MATERIAL FOR THIS TASK
-------

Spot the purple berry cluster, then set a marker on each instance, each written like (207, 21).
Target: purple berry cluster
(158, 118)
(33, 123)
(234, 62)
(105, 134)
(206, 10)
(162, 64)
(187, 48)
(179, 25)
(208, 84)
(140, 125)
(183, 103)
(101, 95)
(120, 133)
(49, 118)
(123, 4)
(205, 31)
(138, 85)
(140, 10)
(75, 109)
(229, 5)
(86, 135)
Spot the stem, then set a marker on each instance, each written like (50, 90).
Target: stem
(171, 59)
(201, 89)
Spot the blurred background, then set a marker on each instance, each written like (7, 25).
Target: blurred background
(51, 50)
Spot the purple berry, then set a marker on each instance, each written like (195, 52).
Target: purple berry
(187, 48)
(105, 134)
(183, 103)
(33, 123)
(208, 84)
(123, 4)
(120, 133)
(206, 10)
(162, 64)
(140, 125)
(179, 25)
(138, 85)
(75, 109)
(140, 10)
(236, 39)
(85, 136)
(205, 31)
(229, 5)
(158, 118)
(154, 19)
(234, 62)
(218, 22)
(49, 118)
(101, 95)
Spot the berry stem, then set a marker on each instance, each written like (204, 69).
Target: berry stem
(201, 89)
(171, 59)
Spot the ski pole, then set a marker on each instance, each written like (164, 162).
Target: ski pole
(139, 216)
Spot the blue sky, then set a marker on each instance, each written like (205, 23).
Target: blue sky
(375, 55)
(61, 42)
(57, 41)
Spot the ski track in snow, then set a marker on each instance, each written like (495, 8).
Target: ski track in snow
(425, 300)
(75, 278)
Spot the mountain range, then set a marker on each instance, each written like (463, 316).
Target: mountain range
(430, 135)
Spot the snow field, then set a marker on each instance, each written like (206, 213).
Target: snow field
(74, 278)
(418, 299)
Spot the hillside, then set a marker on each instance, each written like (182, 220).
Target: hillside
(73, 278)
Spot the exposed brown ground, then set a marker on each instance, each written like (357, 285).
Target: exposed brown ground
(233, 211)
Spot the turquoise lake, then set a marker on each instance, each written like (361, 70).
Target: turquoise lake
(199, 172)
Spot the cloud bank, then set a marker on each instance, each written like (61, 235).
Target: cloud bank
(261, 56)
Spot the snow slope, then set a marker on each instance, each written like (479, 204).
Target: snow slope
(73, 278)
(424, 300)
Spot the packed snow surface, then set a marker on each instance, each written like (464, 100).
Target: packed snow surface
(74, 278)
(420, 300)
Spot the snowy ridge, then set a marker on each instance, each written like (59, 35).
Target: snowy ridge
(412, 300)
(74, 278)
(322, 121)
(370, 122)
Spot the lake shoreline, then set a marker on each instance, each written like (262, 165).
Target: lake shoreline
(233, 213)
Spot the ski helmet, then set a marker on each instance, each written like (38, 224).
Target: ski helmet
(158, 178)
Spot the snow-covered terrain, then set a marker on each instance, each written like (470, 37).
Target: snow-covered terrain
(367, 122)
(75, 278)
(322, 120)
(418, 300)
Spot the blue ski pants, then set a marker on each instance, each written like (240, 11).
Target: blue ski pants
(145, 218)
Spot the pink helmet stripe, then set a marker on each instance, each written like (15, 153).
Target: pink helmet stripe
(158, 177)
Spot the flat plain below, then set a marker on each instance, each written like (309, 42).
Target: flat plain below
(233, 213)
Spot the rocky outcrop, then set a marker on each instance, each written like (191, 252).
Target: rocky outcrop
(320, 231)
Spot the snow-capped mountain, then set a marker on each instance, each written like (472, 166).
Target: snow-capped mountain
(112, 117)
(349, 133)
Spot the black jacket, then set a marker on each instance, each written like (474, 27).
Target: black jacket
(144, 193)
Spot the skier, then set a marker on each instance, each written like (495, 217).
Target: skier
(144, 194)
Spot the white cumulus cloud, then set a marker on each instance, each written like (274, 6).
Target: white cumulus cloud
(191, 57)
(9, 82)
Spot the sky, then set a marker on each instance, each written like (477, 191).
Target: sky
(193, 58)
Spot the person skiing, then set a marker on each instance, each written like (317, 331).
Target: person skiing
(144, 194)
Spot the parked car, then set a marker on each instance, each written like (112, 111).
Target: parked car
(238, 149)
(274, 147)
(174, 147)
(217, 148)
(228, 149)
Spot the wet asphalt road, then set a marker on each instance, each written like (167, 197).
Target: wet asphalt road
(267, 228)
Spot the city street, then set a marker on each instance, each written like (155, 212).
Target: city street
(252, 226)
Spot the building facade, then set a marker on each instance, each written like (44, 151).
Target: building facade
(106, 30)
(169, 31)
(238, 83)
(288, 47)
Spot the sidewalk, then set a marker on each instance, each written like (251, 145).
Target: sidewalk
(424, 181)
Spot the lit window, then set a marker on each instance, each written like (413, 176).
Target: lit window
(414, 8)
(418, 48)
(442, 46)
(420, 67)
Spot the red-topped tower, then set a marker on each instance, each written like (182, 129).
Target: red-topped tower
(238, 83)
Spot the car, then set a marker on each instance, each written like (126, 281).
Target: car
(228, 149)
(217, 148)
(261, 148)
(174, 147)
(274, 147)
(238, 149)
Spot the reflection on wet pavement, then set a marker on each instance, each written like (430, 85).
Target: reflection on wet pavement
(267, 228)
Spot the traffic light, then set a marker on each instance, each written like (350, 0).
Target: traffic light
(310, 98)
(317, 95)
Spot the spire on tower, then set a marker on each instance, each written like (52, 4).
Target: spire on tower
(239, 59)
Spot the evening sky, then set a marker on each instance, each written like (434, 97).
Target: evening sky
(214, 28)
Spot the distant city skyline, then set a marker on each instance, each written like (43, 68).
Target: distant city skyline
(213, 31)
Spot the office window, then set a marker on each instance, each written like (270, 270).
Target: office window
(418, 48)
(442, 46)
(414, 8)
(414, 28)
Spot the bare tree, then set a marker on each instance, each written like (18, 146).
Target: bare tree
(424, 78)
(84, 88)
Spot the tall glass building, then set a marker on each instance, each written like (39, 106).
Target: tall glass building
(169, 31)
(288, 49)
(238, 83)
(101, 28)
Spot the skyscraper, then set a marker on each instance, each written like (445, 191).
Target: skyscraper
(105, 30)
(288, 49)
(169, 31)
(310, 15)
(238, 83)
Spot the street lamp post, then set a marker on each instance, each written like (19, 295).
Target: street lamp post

-------

REQUIREMENT
Give the records above again, word for word.

OUTPUT OF THE EXERCISE
Spot the purple berry cluster, then set a marker on each instance, each written like (207, 21).
Target: purple berry cluster
(158, 118)
(33, 123)
(234, 62)
(105, 134)
(206, 10)
(162, 64)
(187, 48)
(179, 25)
(208, 84)
(140, 125)
(183, 103)
(101, 95)
(120, 133)
(49, 118)
(123, 4)
(205, 31)
(138, 85)
(140, 10)
(75, 109)
(229, 5)
(86, 135)
Spot the stem, then set a marker on each instance, each written like (50, 90).
Target: stem
(171, 59)
(201, 89)
Spot the blurred background, then set a marker on each instance, each written like (7, 25).
Target: blurred background
(51, 50)
Spot the purple berry, then set a marker on each instance, each written like (195, 52).
Target: purple berry
(187, 48)
(105, 134)
(183, 103)
(33, 123)
(208, 84)
(123, 4)
(120, 133)
(206, 10)
(162, 64)
(140, 125)
(179, 25)
(138, 85)
(75, 109)
(140, 10)
(236, 39)
(85, 136)
(205, 31)
(229, 5)
(158, 118)
(154, 19)
(234, 62)
(218, 22)
(49, 118)
(101, 95)
Spot the berry stem, then set a marker on each instance, each written like (204, 69).
Target: berry stem
(201, 89)
(171, 59)
Spot the ski pole, then set a marker on each instance, each written like (164, 162).
Target: ski pole
(139, 216)
Spot the blue sky, then set a marker on each instance, each written like (205, 23).
Target: blue sky
(375, 55)
(61, 42)
(57, 41)
Spot the ski track in snow, then set a marker on each instance, each written like (495, 8).
Target: ski track in snow
(425, 300)
(75, 278)
Spot the mountain range, then set a marker on each instance, each written like (463, 316).
Target: mountain range
(430, 135)
Spot the snow field, then set a marker on each instance, each written like (206, 213).
Target: snow field
(74, 278)
(418, 299)
Spot the hillside, then set a marker on each instance, each written like (182, 220).
Target: hillside
(73, 278)
Spot the exposed brown ground, then set a marker on each instance, each written like (357, 285).
Target: exposed brown ground
(233, 211)
Spot the turquoise lake, then set a marker on each instance, each written like (361, 70).
Target: turquoise lake
(199, 172)
Spot the cloud bank, then set a marker on each instance, each written like (61, 235).
Target: cloud bank
(261, 56)
Spot the snow slope, then set a marker on each instance, each written like (479, 204).
Target: snow slope
(73, 278)
(424, 300)
Spot the packed snow surface, then set a marker on each instance, each written like (464, 100).
Target: packed snow surface
(74, 278)
(420, 300)
Spot the snowy ridge, then set a marker on each instance, each written like (59, 35).
Target: snowy ridge
(412, 300)
(74, 278)
(322, 121)
(370, 122)
Spot the lake shoreline, then set a marker on each instance, each written like (262, 165).
Target: lake shoreline
(233, 213)
Spot the ski helmet, then set a marker on each instance, each written like (38, 224).
Target: ski helmet
(158, 178)
Spot the snow-covered terrain, then set a marker on each instance, each written like (470, 37).
Target: snow-covered terrain
(367, 122)
(75, 278)
(322, 120)
(418, 300)
Spot the blue ski pants, then set a marker on each instance, each written like (240, 11).
Target: blue ski pants
(145, 218)
Spot the pink helmet stripe, then set a marker on each instance, each written like (15, 153).
Target: pink helmet stripe
(158, 177)
Spot the flat plain below, then set a marker on each instance, each written like (309, 42).
Target: flat plain below
(233, 213)
Spot the rocky outcrop, then set a marker on each instance, each written like (191, 252).
Target: rocky outcrop
(320, 231)
Spot the snow-capped mountain, then set a marker on each instance, each written like (472, 166).
Target: snow-capped mountain
(112, 117)
(349, 133)
Spot the black jacket, then set a marker on each instance, each written like (474, 27).
Target: black jacket
(144, 193)
Spot the skier, then set a marker on each instance, each written like (495, 217).
Target: skier
(144, 194)
Spot the white cumulus cloud, then set a marker on each instance, each written like (274, 6).
Target: white cumulus cloud
(191, 57)
(9, 82)
Spot the sky, then set a marker on each instance, each written like (477, 191).
Target: sky
(193, 58)
Spot the person skiing, then set a marker on each instance, each written like (317, 331).
Target: person skiing
(144, 194)
Spot the parked car, then set a marker on each instance, each written like (112, 111).
Target: parked car
(238, 149)
(274, 147)
(174, 147)
(217, 148)
(228, 149)
Spot the wet asphalt road, then set a marker on each instance, each written like (167, 197).
Target: wet asphalt road
(267, 228)
Spot the city street, then set a marker on each instance, each written like (155, 212).
Target: city street
(252, 226)
Spot the building facade, then set a marker on each instance, each written like (44, 151).
Target: building facade
(106, 30)
(169, 31)
(238, 83)
(288, 47)
Spot the sidewalk, then set a marker on each instance, each written like (251, 145).
Target: sidewalk
(424, 181)
Spot the lit window, then set a marker on each instance, each written like (413, 176).
Target: lit window
(414, 8)
(418, 48)
(442, 46)
(420, 67)
Spot the red-topped tower, then set a marker on each instance, each written like (182, 129).
Target: red-topped tower
(238, 83)
Spot the car, then set a marker on each instance, each written like (126, 281).
Target: car
(228, 149)
(217, 148)
(261, 148)
(174, 147)
(274, 147)
(238, 149)
Spot the reflection on wet pavement, then set a marker on each instance, each written like (430, 85).
Target: reflection on wet pavement
(267, 228)
Spot the traffic light, then set a marker on each instance, each written like (350, 0).
Target: traffic light
(310, 98)
(317, 95)
Spot the spire on tower, then set a marker on each instance, each written like (52, 4).
Target: spire on tower
(239, 59)
Spot the evening sky, then set a marker on each instance, each written like (434, 97).
Target: evening sky
(214, 28)
Spot the distant city skyline, then set a marker on each instance, each written like (43, 68).
Target: distant city skyline
(213, 31)
Spot the office window, then set a marker on each instance, each written like (270, 270).
Target: office window
(418, 48)
(442, 46)
(414, 8)
(414, 28)
Spot the bare tree, then set a marker on each instance, each written like (18, 146).
Target: bare tree
(424, 78)
(84, 88)
Spot the tall glass building, then set a marker on each instance, each written like (39, 106).
Target: tall glass building
(169, 31)
(288, 49)
(238, 83)
(101, 28)
Spot the skyscraper, then set a marker on each instance, each written like (445, 191).
Target: skyscraper
(105, 30)
(288, 49)
(169, 31)
(310, 15)
(238, 83)
Spot the street lamp post, then set a marker on each instance, each written like (19, 295).
Target: street lamp post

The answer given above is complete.